_Extract_.
Start of Block
8:10 Miko Pawlikowski

And for everybody who can't see Emily right now, she has this amazing pillow of a very large cat that immediately makes one wants to bond over that cat pillow. If it was just a Twit, you know, we wouldn't have that connection. So, just to illustrate, you know, the point that you're making, which I totally agree with. But that brings me to the question of, all of that sounds like a moral cultural kind of shift rather than technological. In which case, I would expect this to be addressed more through training and books and presentations, rather than necessarily a company. So, can you explain a little bit how Blameless as a company, and by the way the name is really cool, actually plays into that and what it offers.

9:07 Christina Tan

Yeah, happy to. So, Blameless is a company that really speed up the maturing of other companies' reliability practices. And we do this by informing the people who are responsible for reliability on how to better, more effectively interact with each other for all things reliability-related. And I think, because of that, because this is where our product is oriented. While it is about the system, ultimately, the goal is to serve the people who are using the system. The company culture and mission and the set of activities that we do are geared towards that too. So Blameless is not just a product company. Blameless is also a company consisted of everyone who's really passionate about fostering and evangelizing for blameless culture at other companies and that other pillar is very important. Because our mission is to be the most trusted company for optimizing software reliability and team resilience. We really want to bring the focus back to the socio of the socio-technical system.
End of Block
_Records_.
Start of Block
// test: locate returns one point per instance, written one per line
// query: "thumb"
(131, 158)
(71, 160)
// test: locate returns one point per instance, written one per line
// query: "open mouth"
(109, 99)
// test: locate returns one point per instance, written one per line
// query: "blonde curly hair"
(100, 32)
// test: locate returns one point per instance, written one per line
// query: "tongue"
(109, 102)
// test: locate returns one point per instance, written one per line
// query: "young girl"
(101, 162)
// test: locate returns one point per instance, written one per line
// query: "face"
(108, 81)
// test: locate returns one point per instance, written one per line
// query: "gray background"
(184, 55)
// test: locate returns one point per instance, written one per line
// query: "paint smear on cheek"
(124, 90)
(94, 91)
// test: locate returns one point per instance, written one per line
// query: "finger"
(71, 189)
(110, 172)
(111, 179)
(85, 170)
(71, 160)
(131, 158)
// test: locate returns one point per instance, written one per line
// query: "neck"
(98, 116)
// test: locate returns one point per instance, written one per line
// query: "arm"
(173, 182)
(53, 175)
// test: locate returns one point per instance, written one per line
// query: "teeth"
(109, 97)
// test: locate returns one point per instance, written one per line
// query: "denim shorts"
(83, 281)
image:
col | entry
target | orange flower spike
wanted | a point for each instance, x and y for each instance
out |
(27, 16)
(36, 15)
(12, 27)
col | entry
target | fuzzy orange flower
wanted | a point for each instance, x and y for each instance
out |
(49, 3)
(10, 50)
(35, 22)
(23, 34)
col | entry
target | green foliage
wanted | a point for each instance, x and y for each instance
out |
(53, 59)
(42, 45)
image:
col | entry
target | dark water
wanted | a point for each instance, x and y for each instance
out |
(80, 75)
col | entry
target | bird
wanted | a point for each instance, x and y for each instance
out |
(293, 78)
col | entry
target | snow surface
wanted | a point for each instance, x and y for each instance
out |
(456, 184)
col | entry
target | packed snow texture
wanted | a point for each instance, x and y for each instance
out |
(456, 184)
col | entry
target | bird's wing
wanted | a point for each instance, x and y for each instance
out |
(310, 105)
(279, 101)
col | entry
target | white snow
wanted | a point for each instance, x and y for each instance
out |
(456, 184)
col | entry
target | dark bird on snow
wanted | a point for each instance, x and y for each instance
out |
End of Block
_Task set_.
a - Retype the passage of the Blameless interview starting with "8:10 Miko Pawlikowski" and going on through "what it offers.".
b - In the Blameless interview, what does Christina Tan give as the company's mission?

_Outputs in order_.
a -
8:10 Miko Pawlikowski

And for everybody who can't see Emily right now, she has this amazing pillow of a very large cat that immediately makes one wants to bond over that cat pillow. If it was just a Twit, you know, we wouldn't have that connection. So, just to illustrate, you know, the point that you're making, which I totally agree with. But that brings me to the question of, all of that sounds like a moral cultural kind of shift rather than technological. In which case, I would expect this to be addressed more through training and books and presentations, rather than necessarily a company. So, can you explain a little bit how Blameless as a company, and by the way the name is really cool, actually plays into that and what it offers.

b - To be the most trusted company for optimizing software reliability and team resilience.